_Source:_
────

View Single Post
  #3  
Old June 22nd 09, 09:26 PM posted to comp.arch.storage,comp.arch
Stephen Fuld[_3_]
external usenet poster
 
Posts: 3
Default disk error bursts

Bill Todd wrote:

There hasn't been much discussion on this, so, with all the same caveats
I mentioned on my previous posts on disk technology, I'll give some
information.

The frequency with which disk sectors become unreadable seems to have
remained relatively stable over the years,


Yes.

though one might hope that it
will decrease significantly with the expected move to 4 KB sectors


Probably not - see below.

(at
least if correction bits per sector increase somewhere nearly
commensurately).


Not exactly.

First of all, is the move to 4K sectors going to happen? One of the
last things I did before I retired 10 years ago was to attend a meeting,
hosted by IBM Research in San Jose, attended by all the major disk
manufacturers, to discuss this issue. I was the "systems guy", as I was
the only one who wasn't a disk device engineer type. I talked about the
issues relating to the interface (i.e. ATA had no capability to specify
a sector length so I talked about alternatives for backwards
compatibility) and the people who, for various reasons, didn't use
exactly 512 bytes per sector and what would be needed to satisfy them
with larger sector sizes. Anyway, since the transition to 4K sectors
hasn't happened in ten years, I sort of assumed that the issue was long
dead and wasn't going to happen at all, but I have been out of it, so I
may very well be wrong.

────

_Exercise:_
According to the forum post, who hosted the meeting on 4K sectors that the writer attended before retiring? The records that come next are from a separate source unrelated to the forum post.

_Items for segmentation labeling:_

────

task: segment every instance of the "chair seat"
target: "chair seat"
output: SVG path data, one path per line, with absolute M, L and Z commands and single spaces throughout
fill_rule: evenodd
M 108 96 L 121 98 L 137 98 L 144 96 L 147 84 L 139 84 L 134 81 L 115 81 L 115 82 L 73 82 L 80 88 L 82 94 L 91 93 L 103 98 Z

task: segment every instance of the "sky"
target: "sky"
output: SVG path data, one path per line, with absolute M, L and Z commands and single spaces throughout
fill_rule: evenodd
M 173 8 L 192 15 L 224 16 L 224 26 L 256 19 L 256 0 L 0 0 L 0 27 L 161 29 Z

────

_Final result:_
IBM Research in San Jose